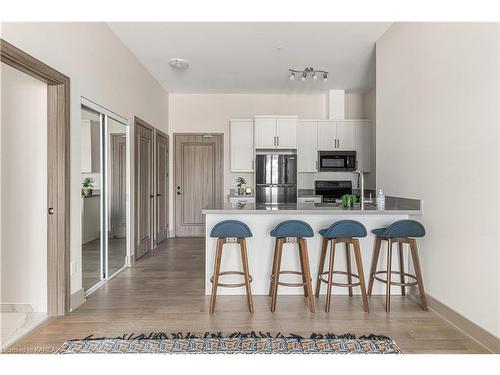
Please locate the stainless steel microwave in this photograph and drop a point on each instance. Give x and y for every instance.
(336, 161)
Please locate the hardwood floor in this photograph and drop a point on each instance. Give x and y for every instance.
(164, 292)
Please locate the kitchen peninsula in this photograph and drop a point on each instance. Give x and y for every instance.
(264, 217)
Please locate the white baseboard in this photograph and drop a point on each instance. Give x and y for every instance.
(466, 326)
(77, 299)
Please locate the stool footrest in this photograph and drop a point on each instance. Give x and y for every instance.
(346, 285)
(414, 283)
(231, 285)
(290, 285)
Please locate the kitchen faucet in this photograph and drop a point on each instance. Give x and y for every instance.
(362, 188)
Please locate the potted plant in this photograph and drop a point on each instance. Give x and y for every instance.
(348, 200)
(242, 185)
(87, 185)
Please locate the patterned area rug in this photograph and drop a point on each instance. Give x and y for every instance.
(236, 343)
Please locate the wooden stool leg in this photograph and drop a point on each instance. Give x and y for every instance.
(373, 268)
(330, 275)
(215, 276)
(276, 273)
(272, 269)
(302, 268)
(348, 258)
(418, 274)
(389, 276)
(246, 273)
(401, 267)
(324, 247)
(361, 274)
(307, 271)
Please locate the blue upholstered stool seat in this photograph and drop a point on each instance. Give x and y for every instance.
(292, 228)
(344, 228)
(401, 228)
(231, 228)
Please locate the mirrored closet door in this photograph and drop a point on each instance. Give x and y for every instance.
(103, 195)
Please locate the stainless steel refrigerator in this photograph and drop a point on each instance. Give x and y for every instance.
(276, 179)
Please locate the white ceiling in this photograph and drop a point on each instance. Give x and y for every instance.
(255, 57)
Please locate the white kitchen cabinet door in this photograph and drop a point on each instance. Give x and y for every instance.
(241, 145)
(307, 146)
(327, 135)
(363, 145)
(286, 131)
(265, 132)
(346, 136)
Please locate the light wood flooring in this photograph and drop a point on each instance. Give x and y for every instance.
(164, 292)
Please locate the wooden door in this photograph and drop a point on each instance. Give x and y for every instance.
(198, 180)
(265, 132)
(118, 183)
(346, 135)
(143, 187)
(161, 186)
(286, 132)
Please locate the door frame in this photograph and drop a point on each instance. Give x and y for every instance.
(58, 214)
(220, 179)
(164, 135)
(138, 121)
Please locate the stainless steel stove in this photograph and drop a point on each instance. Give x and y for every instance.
(332, 190)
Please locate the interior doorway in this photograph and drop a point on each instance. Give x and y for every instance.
(104, 187)
(199, 180)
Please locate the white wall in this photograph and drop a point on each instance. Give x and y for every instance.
(23, 234)
(438, 140)
(102, 69)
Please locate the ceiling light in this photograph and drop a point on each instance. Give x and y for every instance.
(309, 71)
(178, 63)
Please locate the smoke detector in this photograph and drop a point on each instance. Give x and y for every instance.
(178, 63)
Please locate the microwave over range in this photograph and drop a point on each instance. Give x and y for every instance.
(337, 161)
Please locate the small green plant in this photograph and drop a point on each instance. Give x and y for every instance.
(87, 185)
(348, 200)
(240, 181)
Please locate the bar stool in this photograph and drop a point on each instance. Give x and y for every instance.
(291, 231)
(400, 232)
(230, 231)
(343, 231)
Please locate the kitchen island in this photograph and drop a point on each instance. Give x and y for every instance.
(263, 218)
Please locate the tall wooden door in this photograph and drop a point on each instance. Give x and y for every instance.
(143, 187)
(118, 182)
(198, 180)
(161, 186)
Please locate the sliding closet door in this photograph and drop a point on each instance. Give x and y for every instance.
(143, 187)
(161, 186)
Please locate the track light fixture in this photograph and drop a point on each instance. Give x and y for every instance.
(306, 72)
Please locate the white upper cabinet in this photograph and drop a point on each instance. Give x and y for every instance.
(363, 145)
(336, 135)
(275, 132)
(241, 145)
(327, 135)
(286, 132)
(346, 136)
(307, 146)
(265, 132)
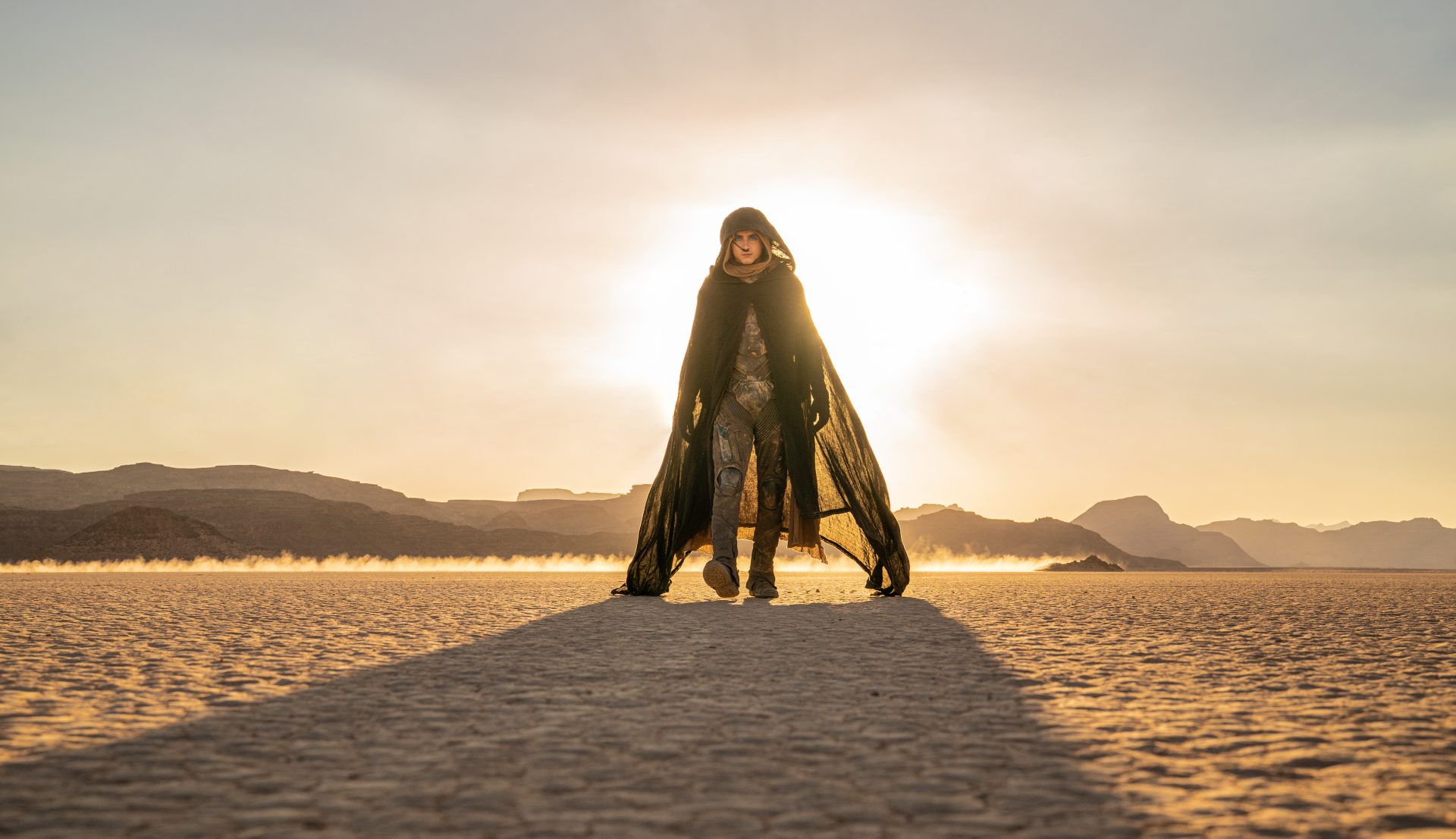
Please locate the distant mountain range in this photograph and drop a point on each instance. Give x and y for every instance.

──────────

Rewrite the records from the line containing "Please locate the white upper" through the end of the records, replacing "photograph" with "image" and leaving everything else unchanged. Omit the pictures from your answer.

Please locate the white upper cabinet in this image and drop a point on each instance. Give x and y for every instance.
(363, 145)
(336, 135)
(275, 132)
(241, 145)
(327, 135)
(286, 132)
(346, 136)
(307, 146)
(265, 132)
Please locate the distant mountain range in this image and drop a point on each instance. Give x and y for every instance.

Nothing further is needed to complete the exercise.